◆ **DOCUMENTO DI PARTENZA**:
================================

Tempo di lettura: 2 minuti

Un interessante studio condotto da un team di ricercatori dell’University of Colorado Boulder evidenzia le conseguenze dell’inquinamento sul microbioma intestinale dei più piccoli 


Che l’inquinamento fosse deleterio per la salute non è di certo una novità e questo vale in particolare per i bambini. Uno studio particolarmente interessante, pubblicato sulla rivista ‘Gut Microbes’, sottolinea ancora una volta quanto possa essere influente in negativo l’inquinamento atmosferico, proprio sui bambini in tenera età. A compiere lo studio è stato un team di ricercatori dellUniversity of Colorado Boulder. Nello specifico, gli studiosi sono giunti a conclusioni allarmanti per quanto riguarda gli effetti sul microbioma intestinale

I ricercatori hanno analizzato i campioni fecali di 103 bambini sani con un’età fino a 6 mesi. I bimbi presi in esame erano in gran parte allattati e provenienti da famiglie della California meridionale. Tra le varie analisi effettuate, i ricercatori hanno realizzato anche sequenziamenti genetici. Inoltre gli stessi ricercatori hanno fatto uso degli indirizzi dei domicili delle famiglie e dei dati relativi alla qualità dell’aria di queste zone. Il team ha quindi scoperto che l’esposizione maggiore all’inquinamento atmosferico era collegata a profili microbici intestinali più tendenti all’infiammazione.

================================

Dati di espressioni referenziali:
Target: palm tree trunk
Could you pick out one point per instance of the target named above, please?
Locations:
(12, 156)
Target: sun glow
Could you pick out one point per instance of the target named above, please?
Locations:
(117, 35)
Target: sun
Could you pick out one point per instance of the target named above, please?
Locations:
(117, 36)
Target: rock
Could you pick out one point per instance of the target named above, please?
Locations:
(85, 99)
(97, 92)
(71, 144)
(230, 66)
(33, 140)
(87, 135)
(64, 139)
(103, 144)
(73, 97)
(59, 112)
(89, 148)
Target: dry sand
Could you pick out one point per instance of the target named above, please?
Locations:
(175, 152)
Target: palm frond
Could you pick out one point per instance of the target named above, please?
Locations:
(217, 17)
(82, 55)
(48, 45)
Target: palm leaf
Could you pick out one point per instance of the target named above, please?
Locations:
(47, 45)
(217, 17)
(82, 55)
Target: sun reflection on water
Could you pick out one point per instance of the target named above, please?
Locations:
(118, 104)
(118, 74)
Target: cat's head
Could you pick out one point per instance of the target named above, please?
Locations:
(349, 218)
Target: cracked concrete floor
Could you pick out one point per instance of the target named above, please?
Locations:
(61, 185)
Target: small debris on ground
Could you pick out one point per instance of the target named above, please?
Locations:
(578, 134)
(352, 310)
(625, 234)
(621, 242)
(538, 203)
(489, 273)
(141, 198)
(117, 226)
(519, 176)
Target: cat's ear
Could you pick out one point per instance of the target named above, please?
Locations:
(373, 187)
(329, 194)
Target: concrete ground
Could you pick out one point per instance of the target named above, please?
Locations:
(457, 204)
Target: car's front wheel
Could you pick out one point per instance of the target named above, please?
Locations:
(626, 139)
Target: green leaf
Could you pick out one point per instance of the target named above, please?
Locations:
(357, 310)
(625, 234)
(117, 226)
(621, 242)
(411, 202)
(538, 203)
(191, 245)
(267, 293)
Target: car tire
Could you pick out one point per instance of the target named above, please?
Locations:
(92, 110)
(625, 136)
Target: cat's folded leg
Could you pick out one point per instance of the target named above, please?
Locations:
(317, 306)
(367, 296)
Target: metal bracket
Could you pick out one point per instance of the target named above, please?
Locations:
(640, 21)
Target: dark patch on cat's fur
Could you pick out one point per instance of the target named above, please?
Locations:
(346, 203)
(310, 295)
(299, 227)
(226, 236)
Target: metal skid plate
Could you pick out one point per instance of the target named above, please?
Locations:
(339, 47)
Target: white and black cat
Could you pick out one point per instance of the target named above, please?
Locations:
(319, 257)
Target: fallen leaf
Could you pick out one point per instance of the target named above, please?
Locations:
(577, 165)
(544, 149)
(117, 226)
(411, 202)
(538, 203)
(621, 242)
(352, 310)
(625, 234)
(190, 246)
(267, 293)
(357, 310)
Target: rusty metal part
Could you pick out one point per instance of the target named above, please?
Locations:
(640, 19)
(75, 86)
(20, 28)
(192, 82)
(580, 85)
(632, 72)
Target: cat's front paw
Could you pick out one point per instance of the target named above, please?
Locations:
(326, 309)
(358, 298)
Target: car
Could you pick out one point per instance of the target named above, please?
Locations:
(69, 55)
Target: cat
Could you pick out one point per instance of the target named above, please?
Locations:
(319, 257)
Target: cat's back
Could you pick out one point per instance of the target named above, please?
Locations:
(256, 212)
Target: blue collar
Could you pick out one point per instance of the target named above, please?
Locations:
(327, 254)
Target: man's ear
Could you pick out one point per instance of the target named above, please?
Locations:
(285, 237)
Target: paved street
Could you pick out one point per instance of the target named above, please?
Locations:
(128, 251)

================================

◆ **COMPITI**:
**1.** Secondo l'articolo sull'inquinamento e il microbioma intestinale dei bambini, quanti bambini hanno fornito i campioni fecali analizzati dai ricercatori, e fino a quale età?
**2.** Ripeta fedelmente il passo dell'articolo sull'inquinamento e il microbioma intestinale dei bambini, tutto ciò che va da "I ricercatori hanno analizzato" fino a "più tendenti all’infiammazione.".
**3.** Prosegua l'articolo sull'inquinamento e il microbioma intestinale dei bambini, riprendendo subito dopo l'ultima frase riportata.
Le righe non hanno alcun ruolo in questo lavoro.

◆ **RISPOSTE**:
**1.** 103 bambini sani, con un'età fino a 6 mesi.

**2.**
I ricercatori hanno analizzato i campioni fecali di 103 bambini sani con un’età fino a 6 mesi. I bimbi presi in esame erano in gran parte allattati e provenienti da famiglie della California meridionale. Tra le varie analisi effettuate, i ricercatori hanno realizzato anche sequenziamenti genetici. Inoltre gli stessi ricercatori hanno fatto uso degli indirizzi dei domicili delle famiglie e dei dati relativi alla qualità dell’aria di queste zone. Il team ha quindi scoperto che l’esposizione maggiore all’inquinamento atmosferico era collegata a profili microbici intestinali più tendenti all’infiammazione.

**3.**
Le scoperte nel dettaglio


Più precisamente i ricercatori hanno scoperto che i bambini con esposizione maggiore alle particelle PM2,5 (particelle inquinanti presenti nell’atmosfera con diametri inferiori a 2,5 micrometri) mostravano un quantitativo più basso, fino al 60%, di batteri Phascolarctobacterium. Quest’ultimo è infatti un batterio benefico che riduce le infiammazioni e, tra e altre cose, favorisce anche lo sviluppo neurologico. O ancora, i bambini con l’esposizione più alta alle particelle PM10 (diametri inferiori ai 10 micrometri) mostravano un quantitativo maggiore, fino al 35%, del batterio del genere Dialister, collegato all’infiammazione. L’esposizione a PM10 era inoltre associabile a maggiori quantità di batteri Dorea, Acinetobacter e Campylobacter. Infine i ricercatori scoprivano anche che l’esposizione al biossido di azoto (NO 2) poteva essere collegata a quantità più alte dei batteri Actinomyces, Enterococcus, Clostridium ed Eubacterium.

 
Secondo un’autrice dello studio, Tanya Alderete, le minoranze razziali e in generale comunità basso reddito sono più svantaggiate sotto il profilo dell’inquinamento ambientale. La stessa ricercatrice, in ogni caso, consiglia, quando possibile, l’allattamento al seno. il latte materno, infatti, spiega la ricercatrice, è una “manna dal cielo” per la salute generale del bambino e può compensare, naturalmente in parte, anche l’effetto negativo dell’inquinamento atmosferico sui bambini stessi. (Qui l’estratto dello studio).